Document source:
Même une simple visite à la mer à Tel Aviv donne lieu à des considérations qui dépassent une simple baignade ou une séance de bronzage puisque l’on parle des Arabes qui se regroupent dans un coin de la plage alors que les juifs occupent le reste de la rive. On se croise sans se voir, on ne se parle pas car les uns et les autres auraient tant aimé occuper seuls l’espace… C’est dire combien des faits anodins revêtent une importance politique démesurée… Et c’est bien ce qui constitue l’intérêt majeur du livre, même si l’évolution des mœurs revêt aussi une certaine importance.

Je parlais plus haut de la plage et des dissonances entres Israéliens arabes et juifs. On y discute la différence politique immense entre les Arabes israéliens que la branche nationaliste rejette et la forum e qu’ils acceptent Palestiniens de l’intérieur ou d’Israël… Ce n’est pas du tout le même statut ni la même orientation politique…

Autre sujet de réflexion qui passerait presque inaperçu sous ce dédale d’expressions argotiques et ce style relâché qui convient bien à l’intrigue : la méditation sur la mort qui peut survenir à tout instant, soit aux frontières lors du service militaire, soit suite à un attentat. Donc, lorsque ce sont des adultes, voire des vieillards qui disparaissent, forcément c’est moins durement vécu ou ressenti que lorsque ce sont des êtres jeunes, qui n’ont pas profiter de l ‘existence. Cela fait aussi fait partie de la vie quotidienne en Israël, même si ce sont toujours les forces de la vie et de la joie qui finissent par l’emporter.

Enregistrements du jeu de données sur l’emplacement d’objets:

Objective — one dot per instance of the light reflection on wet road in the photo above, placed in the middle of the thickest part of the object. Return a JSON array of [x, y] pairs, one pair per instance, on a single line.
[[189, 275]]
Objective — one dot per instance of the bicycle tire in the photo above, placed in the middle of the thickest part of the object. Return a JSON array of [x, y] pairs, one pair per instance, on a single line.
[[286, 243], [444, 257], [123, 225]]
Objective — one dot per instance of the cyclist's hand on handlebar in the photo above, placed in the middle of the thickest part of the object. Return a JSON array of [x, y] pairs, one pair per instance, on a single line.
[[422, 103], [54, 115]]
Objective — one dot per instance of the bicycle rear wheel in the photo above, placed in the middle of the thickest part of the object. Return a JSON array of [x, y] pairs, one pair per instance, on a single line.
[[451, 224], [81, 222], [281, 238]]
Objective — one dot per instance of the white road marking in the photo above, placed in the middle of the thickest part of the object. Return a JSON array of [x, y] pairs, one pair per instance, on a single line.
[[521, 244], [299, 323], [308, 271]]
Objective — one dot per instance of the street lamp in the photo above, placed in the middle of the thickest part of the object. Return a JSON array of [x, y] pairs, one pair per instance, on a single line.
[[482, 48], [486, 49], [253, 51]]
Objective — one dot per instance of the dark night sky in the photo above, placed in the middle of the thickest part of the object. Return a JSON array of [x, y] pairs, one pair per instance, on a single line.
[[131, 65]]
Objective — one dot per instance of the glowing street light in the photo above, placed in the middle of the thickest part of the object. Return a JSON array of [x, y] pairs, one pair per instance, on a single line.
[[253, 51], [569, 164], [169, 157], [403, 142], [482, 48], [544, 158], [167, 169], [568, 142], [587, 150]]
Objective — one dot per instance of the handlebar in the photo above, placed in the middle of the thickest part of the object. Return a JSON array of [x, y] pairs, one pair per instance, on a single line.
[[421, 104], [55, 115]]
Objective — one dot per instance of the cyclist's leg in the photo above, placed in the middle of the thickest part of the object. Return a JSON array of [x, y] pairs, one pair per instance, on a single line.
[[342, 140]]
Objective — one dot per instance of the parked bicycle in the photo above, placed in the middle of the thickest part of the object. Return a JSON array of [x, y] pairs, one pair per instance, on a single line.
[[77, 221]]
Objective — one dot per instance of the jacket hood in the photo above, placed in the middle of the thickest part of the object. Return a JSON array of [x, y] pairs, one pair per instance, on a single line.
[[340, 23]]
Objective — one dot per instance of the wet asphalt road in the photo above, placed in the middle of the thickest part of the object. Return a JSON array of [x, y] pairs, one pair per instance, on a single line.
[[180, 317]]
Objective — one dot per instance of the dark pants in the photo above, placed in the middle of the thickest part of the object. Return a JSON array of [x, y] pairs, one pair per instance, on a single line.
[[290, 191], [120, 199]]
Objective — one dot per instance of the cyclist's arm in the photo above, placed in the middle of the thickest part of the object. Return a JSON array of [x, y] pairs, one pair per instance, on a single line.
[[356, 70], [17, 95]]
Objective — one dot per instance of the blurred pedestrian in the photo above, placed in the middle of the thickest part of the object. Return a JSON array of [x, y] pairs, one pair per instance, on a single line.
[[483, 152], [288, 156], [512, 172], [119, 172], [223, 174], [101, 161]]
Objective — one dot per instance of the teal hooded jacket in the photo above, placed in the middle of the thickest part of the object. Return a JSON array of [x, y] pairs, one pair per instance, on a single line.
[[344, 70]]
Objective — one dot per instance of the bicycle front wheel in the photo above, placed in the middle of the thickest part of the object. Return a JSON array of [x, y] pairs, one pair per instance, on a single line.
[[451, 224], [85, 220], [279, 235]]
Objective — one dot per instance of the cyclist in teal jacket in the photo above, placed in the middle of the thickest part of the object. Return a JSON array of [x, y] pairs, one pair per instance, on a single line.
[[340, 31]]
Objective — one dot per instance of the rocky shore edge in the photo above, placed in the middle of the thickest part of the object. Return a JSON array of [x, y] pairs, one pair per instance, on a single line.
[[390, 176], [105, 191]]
--
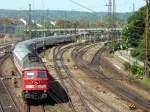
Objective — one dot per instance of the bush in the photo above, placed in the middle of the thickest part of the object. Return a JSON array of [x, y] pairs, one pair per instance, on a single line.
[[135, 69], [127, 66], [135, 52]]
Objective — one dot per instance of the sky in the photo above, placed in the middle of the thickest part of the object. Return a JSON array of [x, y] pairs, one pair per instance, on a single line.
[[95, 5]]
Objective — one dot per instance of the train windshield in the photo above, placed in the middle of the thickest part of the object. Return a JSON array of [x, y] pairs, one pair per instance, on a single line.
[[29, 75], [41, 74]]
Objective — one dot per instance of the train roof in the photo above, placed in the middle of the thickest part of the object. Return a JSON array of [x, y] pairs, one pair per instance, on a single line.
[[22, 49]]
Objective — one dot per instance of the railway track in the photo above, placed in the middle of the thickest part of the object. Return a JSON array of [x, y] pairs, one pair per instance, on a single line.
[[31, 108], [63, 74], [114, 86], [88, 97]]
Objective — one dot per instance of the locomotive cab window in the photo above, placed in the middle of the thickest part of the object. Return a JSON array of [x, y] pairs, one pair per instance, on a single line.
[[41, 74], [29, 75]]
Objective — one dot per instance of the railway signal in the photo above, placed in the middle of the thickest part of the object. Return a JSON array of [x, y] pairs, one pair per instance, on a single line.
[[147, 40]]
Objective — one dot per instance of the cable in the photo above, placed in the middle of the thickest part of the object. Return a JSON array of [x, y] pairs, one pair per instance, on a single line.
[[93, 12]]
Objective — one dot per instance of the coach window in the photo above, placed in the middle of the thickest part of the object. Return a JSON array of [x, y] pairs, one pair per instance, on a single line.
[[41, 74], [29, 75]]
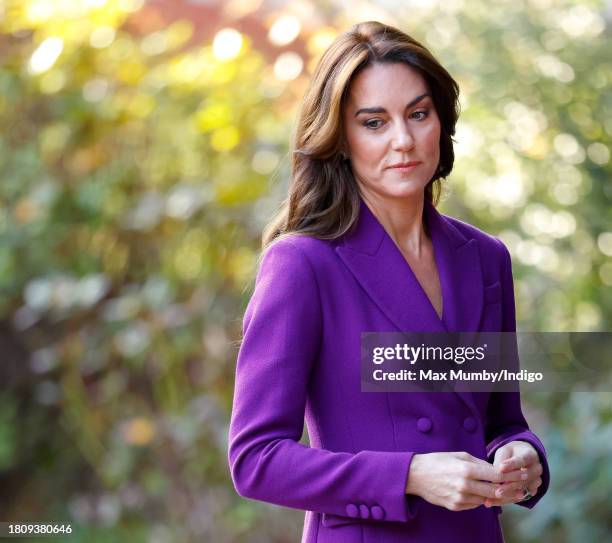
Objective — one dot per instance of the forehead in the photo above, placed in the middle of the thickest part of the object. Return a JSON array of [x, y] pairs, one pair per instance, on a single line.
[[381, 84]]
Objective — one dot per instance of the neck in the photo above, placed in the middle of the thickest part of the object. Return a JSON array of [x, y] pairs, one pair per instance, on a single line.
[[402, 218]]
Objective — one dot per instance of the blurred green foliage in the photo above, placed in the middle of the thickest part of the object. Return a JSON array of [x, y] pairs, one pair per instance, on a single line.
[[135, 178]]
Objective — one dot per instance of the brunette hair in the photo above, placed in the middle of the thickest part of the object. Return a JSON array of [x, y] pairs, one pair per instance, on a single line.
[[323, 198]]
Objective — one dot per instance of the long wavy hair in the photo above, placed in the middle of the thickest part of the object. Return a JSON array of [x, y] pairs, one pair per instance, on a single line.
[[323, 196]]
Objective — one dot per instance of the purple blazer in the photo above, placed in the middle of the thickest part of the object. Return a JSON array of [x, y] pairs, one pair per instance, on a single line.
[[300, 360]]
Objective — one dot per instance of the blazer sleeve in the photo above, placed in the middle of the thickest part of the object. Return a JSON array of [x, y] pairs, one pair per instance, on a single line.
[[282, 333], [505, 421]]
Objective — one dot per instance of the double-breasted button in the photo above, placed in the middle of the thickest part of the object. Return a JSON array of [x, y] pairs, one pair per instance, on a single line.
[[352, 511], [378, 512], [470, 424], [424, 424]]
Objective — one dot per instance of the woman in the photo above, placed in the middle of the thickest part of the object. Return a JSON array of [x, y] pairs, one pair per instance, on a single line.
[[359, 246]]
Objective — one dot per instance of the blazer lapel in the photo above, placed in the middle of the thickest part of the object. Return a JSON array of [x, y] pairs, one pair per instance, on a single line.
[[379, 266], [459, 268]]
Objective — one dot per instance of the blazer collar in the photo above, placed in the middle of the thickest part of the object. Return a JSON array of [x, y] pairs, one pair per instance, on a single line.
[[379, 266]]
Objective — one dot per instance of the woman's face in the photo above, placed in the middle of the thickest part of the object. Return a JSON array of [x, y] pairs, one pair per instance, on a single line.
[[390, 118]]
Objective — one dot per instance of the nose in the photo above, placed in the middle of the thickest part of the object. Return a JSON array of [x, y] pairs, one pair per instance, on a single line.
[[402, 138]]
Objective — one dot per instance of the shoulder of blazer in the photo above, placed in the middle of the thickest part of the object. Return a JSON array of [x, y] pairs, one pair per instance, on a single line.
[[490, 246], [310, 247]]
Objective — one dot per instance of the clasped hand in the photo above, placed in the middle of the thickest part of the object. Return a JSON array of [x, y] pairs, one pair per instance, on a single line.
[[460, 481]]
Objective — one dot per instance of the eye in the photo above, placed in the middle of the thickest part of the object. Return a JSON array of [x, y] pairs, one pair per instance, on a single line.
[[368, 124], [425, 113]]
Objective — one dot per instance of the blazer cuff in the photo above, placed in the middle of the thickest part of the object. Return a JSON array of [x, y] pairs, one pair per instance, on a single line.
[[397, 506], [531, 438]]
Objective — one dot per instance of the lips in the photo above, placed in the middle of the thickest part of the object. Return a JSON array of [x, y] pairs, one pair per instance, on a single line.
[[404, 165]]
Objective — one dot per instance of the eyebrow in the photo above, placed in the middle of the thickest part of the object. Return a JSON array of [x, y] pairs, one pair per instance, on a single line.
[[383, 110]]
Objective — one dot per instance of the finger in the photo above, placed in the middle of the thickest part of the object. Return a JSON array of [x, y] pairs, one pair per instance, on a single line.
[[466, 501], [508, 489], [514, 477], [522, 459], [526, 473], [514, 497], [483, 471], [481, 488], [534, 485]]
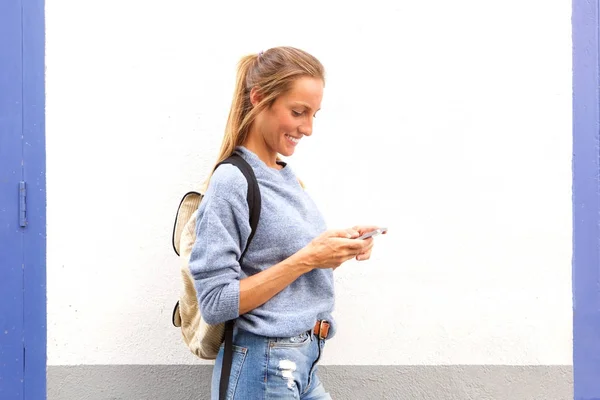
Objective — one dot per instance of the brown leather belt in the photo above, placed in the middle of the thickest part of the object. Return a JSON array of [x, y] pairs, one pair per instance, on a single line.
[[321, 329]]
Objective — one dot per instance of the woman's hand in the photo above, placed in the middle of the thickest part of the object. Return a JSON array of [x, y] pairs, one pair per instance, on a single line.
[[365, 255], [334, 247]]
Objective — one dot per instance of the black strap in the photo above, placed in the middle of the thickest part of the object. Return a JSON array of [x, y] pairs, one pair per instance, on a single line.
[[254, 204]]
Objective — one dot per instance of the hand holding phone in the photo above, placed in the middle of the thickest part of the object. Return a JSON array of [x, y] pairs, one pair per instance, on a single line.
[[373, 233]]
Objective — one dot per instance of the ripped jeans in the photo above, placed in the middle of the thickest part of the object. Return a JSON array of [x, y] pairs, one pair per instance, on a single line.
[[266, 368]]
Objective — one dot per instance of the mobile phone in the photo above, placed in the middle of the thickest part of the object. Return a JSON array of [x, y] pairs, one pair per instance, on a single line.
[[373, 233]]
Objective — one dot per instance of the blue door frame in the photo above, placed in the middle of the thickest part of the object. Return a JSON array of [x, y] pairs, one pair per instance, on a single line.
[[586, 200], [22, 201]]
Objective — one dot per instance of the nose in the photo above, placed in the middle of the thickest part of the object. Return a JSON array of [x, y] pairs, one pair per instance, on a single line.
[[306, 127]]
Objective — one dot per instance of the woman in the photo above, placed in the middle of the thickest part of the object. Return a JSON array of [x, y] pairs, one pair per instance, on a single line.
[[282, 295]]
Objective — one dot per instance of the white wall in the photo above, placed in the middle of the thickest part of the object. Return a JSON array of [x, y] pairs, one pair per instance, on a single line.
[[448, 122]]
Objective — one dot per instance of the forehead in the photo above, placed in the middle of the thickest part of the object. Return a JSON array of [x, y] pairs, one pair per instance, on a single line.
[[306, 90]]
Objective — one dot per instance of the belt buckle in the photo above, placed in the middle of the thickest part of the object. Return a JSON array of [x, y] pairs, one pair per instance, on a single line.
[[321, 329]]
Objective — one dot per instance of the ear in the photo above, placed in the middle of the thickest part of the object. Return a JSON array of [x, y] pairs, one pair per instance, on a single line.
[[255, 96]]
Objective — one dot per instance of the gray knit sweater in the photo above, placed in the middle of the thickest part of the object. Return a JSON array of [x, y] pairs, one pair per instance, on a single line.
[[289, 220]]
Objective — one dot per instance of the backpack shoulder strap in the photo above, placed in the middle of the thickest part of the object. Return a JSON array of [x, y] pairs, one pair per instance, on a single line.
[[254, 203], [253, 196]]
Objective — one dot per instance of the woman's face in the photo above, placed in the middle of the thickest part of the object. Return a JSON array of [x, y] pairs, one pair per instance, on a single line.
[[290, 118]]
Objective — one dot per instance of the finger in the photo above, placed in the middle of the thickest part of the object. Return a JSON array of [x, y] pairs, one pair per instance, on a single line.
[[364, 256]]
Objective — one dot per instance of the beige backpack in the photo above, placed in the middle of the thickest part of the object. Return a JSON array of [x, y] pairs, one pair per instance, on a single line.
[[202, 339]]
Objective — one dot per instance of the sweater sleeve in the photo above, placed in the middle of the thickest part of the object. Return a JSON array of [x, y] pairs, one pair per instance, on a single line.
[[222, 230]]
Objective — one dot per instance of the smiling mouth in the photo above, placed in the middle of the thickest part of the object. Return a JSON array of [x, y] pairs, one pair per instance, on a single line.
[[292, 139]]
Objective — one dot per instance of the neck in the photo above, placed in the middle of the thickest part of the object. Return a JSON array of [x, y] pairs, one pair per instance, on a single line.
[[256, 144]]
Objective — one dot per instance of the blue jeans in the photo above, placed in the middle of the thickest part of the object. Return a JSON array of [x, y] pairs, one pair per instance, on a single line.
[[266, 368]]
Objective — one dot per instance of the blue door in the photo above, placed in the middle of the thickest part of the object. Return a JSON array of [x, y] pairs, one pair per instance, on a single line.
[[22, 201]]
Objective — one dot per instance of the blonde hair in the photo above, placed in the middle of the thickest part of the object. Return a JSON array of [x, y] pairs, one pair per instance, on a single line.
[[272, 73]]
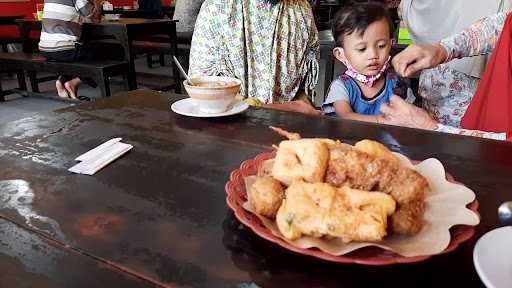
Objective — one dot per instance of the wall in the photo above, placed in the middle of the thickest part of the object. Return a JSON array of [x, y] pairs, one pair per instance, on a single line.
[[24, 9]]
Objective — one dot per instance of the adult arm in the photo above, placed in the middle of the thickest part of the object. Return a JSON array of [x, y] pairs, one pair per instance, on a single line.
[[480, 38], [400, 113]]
--
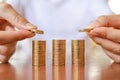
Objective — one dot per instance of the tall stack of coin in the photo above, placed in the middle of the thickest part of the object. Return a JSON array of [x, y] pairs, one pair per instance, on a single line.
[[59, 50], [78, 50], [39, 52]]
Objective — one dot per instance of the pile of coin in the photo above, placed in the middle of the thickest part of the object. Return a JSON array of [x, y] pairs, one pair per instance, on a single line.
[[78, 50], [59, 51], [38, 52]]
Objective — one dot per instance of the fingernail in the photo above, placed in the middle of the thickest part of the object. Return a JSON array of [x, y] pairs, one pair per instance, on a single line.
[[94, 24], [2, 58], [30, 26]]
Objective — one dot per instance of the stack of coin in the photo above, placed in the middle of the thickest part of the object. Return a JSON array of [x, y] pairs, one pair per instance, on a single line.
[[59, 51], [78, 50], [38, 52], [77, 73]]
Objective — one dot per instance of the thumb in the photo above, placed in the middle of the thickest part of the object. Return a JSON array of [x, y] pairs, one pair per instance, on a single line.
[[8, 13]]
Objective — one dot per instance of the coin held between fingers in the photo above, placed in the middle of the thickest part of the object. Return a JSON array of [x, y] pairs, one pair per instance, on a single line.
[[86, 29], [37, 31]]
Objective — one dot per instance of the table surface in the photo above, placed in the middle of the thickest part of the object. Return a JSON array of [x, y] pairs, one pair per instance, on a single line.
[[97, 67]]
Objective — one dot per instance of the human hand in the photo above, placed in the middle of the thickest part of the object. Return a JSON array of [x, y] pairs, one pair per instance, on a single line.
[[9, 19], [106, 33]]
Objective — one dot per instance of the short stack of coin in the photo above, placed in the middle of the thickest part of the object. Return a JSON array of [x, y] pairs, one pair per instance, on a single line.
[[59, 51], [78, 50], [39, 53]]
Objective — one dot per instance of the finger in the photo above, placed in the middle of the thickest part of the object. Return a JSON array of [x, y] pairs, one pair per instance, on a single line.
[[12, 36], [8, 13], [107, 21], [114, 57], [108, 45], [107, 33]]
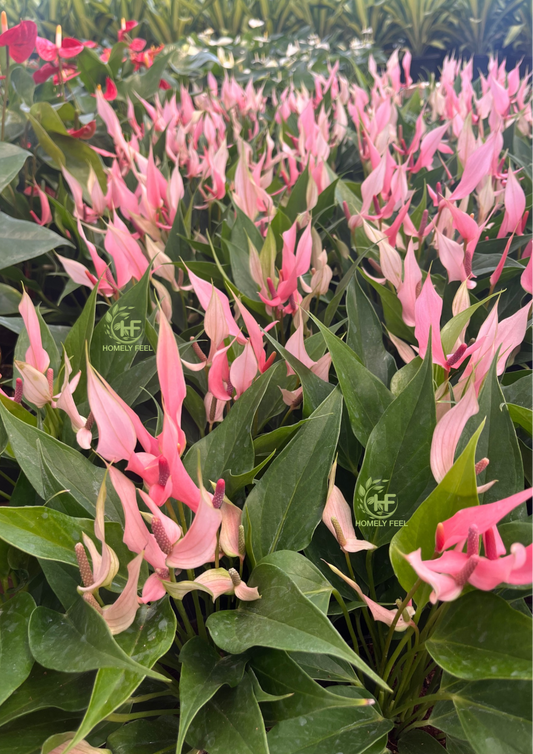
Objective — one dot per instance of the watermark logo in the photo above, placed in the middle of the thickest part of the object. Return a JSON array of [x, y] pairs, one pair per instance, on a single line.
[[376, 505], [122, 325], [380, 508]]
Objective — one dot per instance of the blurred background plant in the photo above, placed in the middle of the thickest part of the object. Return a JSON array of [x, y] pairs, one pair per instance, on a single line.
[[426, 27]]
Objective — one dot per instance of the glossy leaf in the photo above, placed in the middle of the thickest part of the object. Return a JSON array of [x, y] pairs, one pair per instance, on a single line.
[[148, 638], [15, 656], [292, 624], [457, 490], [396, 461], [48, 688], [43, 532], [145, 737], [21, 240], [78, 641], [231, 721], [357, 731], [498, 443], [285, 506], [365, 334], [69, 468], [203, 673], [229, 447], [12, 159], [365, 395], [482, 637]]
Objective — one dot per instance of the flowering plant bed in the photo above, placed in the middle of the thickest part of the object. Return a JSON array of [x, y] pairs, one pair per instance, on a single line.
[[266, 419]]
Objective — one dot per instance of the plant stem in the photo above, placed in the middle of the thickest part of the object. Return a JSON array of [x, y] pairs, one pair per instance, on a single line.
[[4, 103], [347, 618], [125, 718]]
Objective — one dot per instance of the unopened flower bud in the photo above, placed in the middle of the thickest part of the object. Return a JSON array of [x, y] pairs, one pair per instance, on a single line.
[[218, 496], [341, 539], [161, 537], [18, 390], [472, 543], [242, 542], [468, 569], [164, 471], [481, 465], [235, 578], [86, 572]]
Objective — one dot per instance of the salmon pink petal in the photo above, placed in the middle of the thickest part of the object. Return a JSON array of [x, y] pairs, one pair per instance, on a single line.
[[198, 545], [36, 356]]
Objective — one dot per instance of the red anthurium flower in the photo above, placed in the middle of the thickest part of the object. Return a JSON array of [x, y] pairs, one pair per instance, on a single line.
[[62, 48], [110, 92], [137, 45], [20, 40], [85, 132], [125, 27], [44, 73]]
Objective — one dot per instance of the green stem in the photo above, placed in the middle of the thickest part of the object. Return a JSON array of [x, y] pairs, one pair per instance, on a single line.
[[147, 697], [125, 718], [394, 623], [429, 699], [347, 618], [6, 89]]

Objectif visé: Recopiez intégralement, sans aucune modification, le texte sur la société israélienne présenté plus haut.

Résultat attendu:
Même une simple visite à la mer à Tel Aviv donne lieu à des considérations qui dépassent une simple baignade ou une séance de bronzage puisque l’on parle des Arabes qui se regroupent dans un coin de la plage alors que les juifs occupent le reste de la rive. On se croise sans se voir, on ne se parle pas car les uns et les autres auraient tant aimé occuper seuls l’espace… C’est dire combien des faits anodins revêtent une importance politique démesurée… Et c’est bien ce qui constitue l’intérêt majeur du livre, même si l’évolution des mœurs revêt aussi une certaine importance.

Je parlais plus haut de la plage et des dissonances entres Israéliens arabes et juifs. On y discute la différence politique immense entre les Arabes israéliens que la branche nationaliste rejette et la forum e qu’ils acceptent Palestiniens de l’intérieur ou d’Israël… Ce n’est pas du tout le même statut ni la même orientation politique…

Autre sujet de réflexion qui passerait presque inaperçu sous ce dédale d’expressions argotiques et ce style relâché qui convient bien à l’intrigue : la méditation sur la mort qui peut survenir à tout instant, soit aux frontières lors du service militaire, soit suite à un attentat. Donc, lorsque ce sont des adultes, voire des vieillards qui disparaissent, forcément c’est moins durement vécu ou ressenti que lorsque ce sont des êtres jeunes, qui n’ont pas profiter de l ‘existence. Cela fait aussi fait partie de la vie quotidienne en Israël, même si ce sont toujours les forces de la vie et de la joie qui finissent par l’emporter.